Diante do fato, vamos então conversar sobre o ato mais delicioso que existe: comer. Correr é bom, mas comer é melhor. Isso é apenas uma doxa. Haja vista que tem gente que corre para comer; ao contrário daqueles que comem para correr. Acredito que vocês devem estar pensando sobre o ato delicioso: sexo!?!?. Não, não vou falar sobre sexo agora. Mas dizem que quem come muito é porque neste setor não está lá aquelas coisas. Pode ser. Mas ao contrário de Vinicius de Moraes aconselho as comidinhas para antes do amor e não para depois, assim você pode queimar essas coisinhas. Coisinhas do tipo: queijo tipo gorgonzola com pimenta e goiabada. Receita retirada do filme Estômago, assista quem tiver cabeça e estômago. Ah! A pimenta eu acrescentei por conta própria, ficou ótimo. Experimente também com pão de queijo mineiro. Uma delícia.

Minhas receitas virão mais tarde, quero dizer, outro dia. Primeiro um pouco de teoria (bem leve), depois a prática (bem pesada, porque cozinhar é igual rapadura - é doce mas não é mole). E vocês sabem que a arte culinária é a prática na qual para se extrair os maiores prazeres deve-se utilizar os maiores esforços. Como tudo na vida. Tão mais saborosa uma comida, tão mais trabalhosa. A não ser que você seja daqueles/as que comem couve sem lavar, porque lavar couve dá um trabalho danado, principalmente se for orgânica.

Então vamos filosofar...

Comer é um ato. É um ato humano, talvez o mais fundamental. Comer é um ato primário. E todo ato, como toda ação, por sua vez, deve ser pensada. Ação pensada porque comer é um ato de sobrevivência. E acredito que você não vai querer morrer. Pois comemos para nos mantermos vivos. Mas comer é muito mais que um ato de sobrevivência. Queremos viver mais e bem, porém queremos também viver com prazer. E comer é um dos atos que mais nos proporciona prazer.

Comer não é uma mera satisfação de necessidades fisiológicas. O ato de comer não possui a única função de nutrir o corpo. Comer é um ato que alimenta a alma quando aberta, a mente quanto pensante e o coração quando tranqüilo. Isso porque ao comer utilizamos os nossos sentidos: olfato, visão, tato, paladar e em alguns casos a audição. Nossa percepção se volta para o ato de prazer e nossa intencionalidade fica toda desperta para o alimento que deve ser contemplado, cheirado, tocado e degustado com toda a pachorra do mundo. O alimento deve envolver o corpo como um todo, de modo holístico, provocando assim as sensações e o próprio discernimento.
====================
[Complete o seguinte]
1 > Segundo o trecho, de qual filme foi retirada a receita de queijo gorgonzola com goiabada?
2 > Transcreva a passagem do trecho que vai de "Minhas receitas virão" até "se for orgânica.".

[Dados fornecidos]
====================
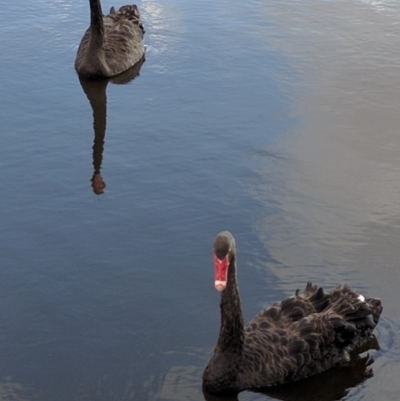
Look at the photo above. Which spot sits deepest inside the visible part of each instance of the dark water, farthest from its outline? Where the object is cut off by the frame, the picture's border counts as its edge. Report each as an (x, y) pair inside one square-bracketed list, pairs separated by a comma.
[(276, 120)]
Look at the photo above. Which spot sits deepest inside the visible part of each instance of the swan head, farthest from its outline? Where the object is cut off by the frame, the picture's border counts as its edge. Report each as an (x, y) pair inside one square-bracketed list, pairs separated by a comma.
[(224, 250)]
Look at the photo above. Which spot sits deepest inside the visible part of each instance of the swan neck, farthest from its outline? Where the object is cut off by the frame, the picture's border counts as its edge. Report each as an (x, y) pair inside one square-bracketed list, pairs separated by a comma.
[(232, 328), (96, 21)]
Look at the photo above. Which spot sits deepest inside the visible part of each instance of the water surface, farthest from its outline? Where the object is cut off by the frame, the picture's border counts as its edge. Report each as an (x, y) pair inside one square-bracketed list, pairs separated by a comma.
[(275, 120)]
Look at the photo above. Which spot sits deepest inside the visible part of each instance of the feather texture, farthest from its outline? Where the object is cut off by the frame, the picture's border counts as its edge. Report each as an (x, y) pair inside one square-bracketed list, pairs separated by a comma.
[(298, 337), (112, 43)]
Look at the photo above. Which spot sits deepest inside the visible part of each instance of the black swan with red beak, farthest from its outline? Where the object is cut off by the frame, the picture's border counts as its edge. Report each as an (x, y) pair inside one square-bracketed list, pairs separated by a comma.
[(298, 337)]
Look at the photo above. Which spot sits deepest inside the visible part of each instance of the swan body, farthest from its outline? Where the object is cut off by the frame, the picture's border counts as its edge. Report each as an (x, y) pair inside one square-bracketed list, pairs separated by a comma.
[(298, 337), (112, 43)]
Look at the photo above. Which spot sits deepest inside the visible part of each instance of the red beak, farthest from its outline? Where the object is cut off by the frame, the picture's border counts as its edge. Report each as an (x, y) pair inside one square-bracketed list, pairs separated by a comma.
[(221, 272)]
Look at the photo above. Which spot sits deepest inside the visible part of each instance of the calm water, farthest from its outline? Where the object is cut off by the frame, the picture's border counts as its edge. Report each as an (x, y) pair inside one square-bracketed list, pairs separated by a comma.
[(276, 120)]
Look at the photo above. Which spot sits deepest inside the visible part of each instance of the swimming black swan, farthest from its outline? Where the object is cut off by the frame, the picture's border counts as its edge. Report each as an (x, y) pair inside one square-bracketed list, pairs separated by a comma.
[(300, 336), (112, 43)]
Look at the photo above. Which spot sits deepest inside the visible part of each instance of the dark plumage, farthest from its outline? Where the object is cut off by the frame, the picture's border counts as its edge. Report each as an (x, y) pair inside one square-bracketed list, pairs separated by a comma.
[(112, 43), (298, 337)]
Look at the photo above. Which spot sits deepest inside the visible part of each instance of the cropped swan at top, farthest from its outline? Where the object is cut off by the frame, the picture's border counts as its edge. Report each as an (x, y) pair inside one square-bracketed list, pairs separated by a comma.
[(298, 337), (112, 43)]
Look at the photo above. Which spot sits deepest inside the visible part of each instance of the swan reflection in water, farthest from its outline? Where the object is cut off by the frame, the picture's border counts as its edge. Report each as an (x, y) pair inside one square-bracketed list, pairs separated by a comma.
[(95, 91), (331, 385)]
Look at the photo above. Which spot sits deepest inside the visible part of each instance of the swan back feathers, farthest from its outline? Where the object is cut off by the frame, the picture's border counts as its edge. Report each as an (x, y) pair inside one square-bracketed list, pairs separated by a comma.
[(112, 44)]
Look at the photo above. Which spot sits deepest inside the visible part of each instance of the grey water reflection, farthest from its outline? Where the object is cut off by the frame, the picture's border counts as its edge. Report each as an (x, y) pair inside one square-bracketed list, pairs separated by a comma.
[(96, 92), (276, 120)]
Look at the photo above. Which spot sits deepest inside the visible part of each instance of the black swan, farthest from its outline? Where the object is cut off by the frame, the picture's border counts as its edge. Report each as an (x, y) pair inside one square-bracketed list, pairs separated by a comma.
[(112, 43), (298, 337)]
====================
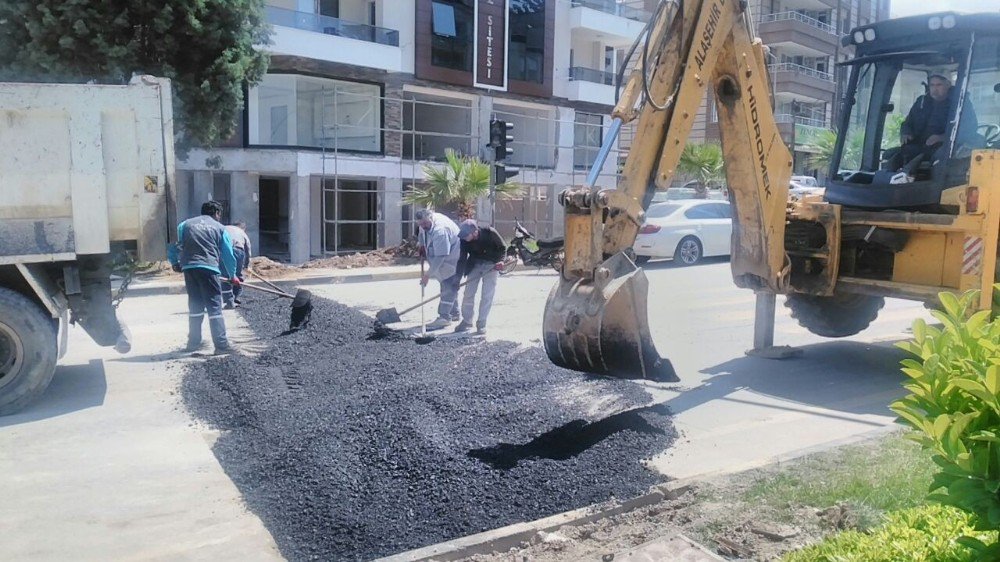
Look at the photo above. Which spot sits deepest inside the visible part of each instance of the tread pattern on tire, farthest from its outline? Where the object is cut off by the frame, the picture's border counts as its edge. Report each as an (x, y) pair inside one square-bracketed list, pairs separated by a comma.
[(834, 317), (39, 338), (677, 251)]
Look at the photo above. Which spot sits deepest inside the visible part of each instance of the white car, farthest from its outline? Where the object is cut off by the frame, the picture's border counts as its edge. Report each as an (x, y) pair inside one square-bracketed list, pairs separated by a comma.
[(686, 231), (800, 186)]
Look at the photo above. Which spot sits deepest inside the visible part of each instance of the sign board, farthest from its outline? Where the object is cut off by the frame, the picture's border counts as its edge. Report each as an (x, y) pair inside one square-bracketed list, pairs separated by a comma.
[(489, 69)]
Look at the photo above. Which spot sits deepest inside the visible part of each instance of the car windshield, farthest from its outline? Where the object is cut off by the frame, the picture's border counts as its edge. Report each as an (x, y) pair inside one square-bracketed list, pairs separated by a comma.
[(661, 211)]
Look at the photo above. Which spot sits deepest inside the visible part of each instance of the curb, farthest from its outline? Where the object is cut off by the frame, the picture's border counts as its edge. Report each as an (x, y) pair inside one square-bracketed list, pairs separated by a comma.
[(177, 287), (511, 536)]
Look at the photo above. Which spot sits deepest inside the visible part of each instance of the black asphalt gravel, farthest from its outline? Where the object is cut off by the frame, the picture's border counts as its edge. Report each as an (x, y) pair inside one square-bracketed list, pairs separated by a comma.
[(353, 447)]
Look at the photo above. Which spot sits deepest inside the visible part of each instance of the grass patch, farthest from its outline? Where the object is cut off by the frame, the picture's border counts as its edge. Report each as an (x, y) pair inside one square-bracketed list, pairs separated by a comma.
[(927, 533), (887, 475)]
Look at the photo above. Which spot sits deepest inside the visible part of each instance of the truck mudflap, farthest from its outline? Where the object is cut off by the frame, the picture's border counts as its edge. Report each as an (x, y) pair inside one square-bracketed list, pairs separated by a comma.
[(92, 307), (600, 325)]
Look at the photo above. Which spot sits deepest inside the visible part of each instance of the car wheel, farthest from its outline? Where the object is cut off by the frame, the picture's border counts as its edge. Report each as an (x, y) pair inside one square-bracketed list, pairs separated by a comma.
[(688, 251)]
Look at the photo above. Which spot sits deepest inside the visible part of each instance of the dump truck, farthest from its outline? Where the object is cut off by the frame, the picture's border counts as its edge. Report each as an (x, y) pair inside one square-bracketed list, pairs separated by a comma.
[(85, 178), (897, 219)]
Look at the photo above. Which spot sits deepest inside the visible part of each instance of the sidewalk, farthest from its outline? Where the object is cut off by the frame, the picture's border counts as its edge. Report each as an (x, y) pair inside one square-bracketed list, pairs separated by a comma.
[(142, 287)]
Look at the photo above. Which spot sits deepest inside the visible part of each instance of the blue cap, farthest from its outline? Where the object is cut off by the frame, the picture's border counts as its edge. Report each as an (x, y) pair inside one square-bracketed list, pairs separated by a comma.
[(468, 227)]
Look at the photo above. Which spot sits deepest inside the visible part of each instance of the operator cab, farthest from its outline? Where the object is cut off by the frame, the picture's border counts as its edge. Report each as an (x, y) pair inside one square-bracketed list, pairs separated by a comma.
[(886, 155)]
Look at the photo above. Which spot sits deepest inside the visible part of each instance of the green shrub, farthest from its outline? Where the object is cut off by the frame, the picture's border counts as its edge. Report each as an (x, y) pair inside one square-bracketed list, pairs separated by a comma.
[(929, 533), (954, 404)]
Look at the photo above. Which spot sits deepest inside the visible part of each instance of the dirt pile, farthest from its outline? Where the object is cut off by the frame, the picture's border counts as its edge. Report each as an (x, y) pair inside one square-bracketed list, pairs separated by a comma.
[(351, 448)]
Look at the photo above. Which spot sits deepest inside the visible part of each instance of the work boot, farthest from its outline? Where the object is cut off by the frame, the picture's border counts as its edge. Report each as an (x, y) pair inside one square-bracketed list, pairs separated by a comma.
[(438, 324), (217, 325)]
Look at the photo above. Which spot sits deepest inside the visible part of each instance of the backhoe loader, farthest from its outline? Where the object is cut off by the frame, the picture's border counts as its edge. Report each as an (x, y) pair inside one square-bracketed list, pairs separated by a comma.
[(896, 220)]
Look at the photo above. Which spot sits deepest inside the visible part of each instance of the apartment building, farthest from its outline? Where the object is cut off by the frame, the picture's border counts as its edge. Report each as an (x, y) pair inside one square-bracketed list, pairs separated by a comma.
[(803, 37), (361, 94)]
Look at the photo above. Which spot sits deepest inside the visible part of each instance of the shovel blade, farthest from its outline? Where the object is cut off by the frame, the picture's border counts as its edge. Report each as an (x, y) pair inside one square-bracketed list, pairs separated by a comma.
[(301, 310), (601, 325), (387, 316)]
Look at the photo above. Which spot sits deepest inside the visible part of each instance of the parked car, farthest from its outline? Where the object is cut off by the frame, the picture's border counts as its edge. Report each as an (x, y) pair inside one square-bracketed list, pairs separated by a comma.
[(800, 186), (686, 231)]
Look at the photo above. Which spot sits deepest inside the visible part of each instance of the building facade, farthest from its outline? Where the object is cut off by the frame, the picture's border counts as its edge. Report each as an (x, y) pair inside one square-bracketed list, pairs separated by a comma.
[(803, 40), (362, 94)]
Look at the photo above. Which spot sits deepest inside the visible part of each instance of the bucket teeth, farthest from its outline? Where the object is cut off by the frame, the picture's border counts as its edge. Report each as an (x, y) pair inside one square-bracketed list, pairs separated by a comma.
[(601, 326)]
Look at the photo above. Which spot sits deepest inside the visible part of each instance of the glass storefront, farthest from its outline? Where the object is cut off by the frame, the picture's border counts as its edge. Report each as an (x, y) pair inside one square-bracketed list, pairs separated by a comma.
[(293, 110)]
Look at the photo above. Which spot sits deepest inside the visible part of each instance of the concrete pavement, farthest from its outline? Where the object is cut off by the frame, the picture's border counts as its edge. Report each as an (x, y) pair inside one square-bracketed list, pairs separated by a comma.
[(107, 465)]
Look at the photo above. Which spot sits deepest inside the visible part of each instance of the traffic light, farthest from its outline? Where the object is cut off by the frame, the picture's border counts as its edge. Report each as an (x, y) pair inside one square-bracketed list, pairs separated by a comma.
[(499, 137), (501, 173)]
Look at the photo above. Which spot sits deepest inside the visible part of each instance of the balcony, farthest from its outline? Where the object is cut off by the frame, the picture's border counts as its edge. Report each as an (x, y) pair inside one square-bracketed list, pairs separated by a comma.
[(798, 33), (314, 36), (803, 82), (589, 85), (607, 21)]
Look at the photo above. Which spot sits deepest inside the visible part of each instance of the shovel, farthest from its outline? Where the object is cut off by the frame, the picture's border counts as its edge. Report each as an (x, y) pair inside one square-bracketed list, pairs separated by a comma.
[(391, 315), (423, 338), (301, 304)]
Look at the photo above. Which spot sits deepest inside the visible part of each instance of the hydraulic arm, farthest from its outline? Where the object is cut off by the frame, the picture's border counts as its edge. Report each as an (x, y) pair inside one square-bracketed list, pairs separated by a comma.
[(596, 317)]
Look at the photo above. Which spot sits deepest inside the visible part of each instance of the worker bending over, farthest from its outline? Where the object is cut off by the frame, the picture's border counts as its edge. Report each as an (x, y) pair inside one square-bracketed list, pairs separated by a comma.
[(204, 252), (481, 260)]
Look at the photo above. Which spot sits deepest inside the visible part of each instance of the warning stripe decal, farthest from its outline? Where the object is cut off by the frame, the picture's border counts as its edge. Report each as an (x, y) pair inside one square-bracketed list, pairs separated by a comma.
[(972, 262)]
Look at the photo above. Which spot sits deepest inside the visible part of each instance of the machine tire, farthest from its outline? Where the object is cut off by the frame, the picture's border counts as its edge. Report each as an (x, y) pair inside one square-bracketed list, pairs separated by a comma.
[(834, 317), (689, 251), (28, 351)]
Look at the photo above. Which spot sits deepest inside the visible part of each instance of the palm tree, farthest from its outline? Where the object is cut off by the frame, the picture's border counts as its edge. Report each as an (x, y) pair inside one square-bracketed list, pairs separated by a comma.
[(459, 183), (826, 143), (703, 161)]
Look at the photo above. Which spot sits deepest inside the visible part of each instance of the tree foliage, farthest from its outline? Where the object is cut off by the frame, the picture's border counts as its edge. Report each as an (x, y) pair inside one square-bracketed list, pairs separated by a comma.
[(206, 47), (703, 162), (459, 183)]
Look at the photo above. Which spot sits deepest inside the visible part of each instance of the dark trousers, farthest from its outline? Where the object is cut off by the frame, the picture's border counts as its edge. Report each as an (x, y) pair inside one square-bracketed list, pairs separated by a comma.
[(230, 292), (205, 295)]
====================
[Respostas em ordem]
1 > Do filme Estômago.

2 >
Minhas receitas virão mais tarde, quero dizer, outro dia. Primeiro um pouco de teoria (bem leve), depois a prática (bem pesada, porque cozinhar é igual rapadura - é doce mas não é mole). E vocês sabem que a arte culinária é a prática na qual para se extrair os maiores prazeres deve-se utilizar os maiores esforços. Como tudo na vida. Tão mais saborosa uma comida, tão mais trabalhosa. A não ser que você seja daqueles/as que comem couve sem lavar, porque lavar couve dá um trabalho danado, principalmente se for orgânica.